Revisiting crimes and tabloid sensations has long been a staple of American media, and at its best can provide the public with a new sense of understanding, or even closure. Horror can even inspire nostalgia, if the source is understandable. And the more innocent the victim — the younger, the fairer, the richer, the whiter — the more horrendous the monster, and the stronger the forces of law and order prove themselves to be.

But even when it was first in the news, JonBenét Ramsey’s murder was never presented to the public in a single, coherent narrative. The clues the public clung to came from rumors and tabloids; what was a fact one day could be proved false the next, and often was. The case’s suspects frequently suffered far less from police pressure than from public attention. JonBenét’s mother, Patsy Ramsey, was never officially indicted or brought to trial, but for many viewers her guilt was never in question. Compounding the tabloid furor was JonBenét’s preternatural femininity, and the pervasive sense that her murder was somehow inexorably linked to her partial citizenship into the land of womanhood — and the mother who some argued pushed her there. Such a story combined the lurid with the pure in a way that forced Americans to imagine the unimaginable.


JonBenét Ramsey was 6 years old when she was murdered in her home in Boulder, Colorado, on Christmas night in 1996. JonBenét’s mother, Patsy Ramsey, told investigators she first noticed something was wrong when she woke up early the following morning to find a ransom note on the stairs.

Listen carefully! it instructed her. We are a group of individuals that represent a small foreign faction… At this time we have your daughter in our possession. She is safe and unharmed and if you want her to see 1997, you must follow our instructions to the letter.

Any deviation of my instructions will result in the immediate execution of your daughter.

Patsy Ramsey and her husband, John, claimed to have slept straight through the night. Patsy woke first, and told the police she hadn’t yet looked in on her daughter’s room when she found the ransom note. “And then,” as true crime writer Carlton Smith later put it in his book Death of a Little Princess, “in one of those moments when time seems to stop, the heart of Patsy Paugh Ramsey, former Miss West Virginia, about to be forty, the happy wife of a successful businessman, was shattered by a bolt of terrifying, unthinkable fear, the first step down the road that would alter her life forever.”
########
## Exercise A
Name every person the passage on the JonBenét Ramsey murder mentions.

## Dataset
########
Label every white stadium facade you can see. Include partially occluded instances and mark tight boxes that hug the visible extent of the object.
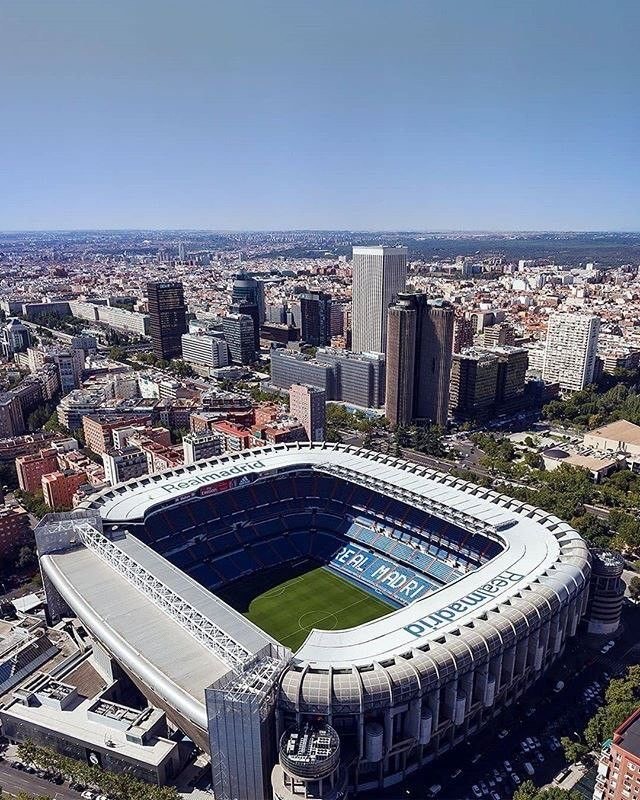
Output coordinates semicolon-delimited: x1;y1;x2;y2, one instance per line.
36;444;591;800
########
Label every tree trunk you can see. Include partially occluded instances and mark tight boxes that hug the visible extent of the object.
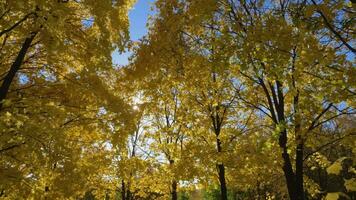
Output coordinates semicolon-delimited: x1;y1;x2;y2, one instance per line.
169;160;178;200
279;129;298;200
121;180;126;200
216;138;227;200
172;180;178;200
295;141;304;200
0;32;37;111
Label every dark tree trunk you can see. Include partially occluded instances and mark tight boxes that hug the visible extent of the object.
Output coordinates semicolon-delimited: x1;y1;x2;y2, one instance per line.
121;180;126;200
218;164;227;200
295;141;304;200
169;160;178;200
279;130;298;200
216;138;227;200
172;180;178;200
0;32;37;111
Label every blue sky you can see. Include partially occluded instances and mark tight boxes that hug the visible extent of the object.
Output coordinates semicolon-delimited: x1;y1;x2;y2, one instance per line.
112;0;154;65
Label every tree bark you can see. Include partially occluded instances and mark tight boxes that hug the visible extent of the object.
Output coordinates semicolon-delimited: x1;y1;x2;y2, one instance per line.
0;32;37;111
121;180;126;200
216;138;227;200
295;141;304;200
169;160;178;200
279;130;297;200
########
## Exercise B
In the records, duplicate the part that opens with the line containing "Label every dark" and closes with the line containing "112;0;154;65". Include both of those lines and keep every character unchanged.

## Expected answer A
JonBenét Ramsey
Patsy Ramsey (also called Patsy Paugh Ramsey)
John, Patsy Ramsey's husband
Carlton Smith

## Expected answer B
Label every dark tree trunk you can see. Include partially occluded instances and mark tight boxes that hug the visible extent of the object.
Output coordinates semicolon-delimited: x1;y1;x2;y2, one instance per line.
121;180;126;200
218;164;227;200
295;141;304;200
169;160;178;200
279;130;298;200
216;138;227;200
172;180;178;200
0;32;37;111
Label every blue sky you can see. Include partially occluded instances and mark tight boxes that hug the visible extent of the object.
Output coordinates semicolon-delimited: x1;y1;x2;y2, one instance per line.
112;0;154;65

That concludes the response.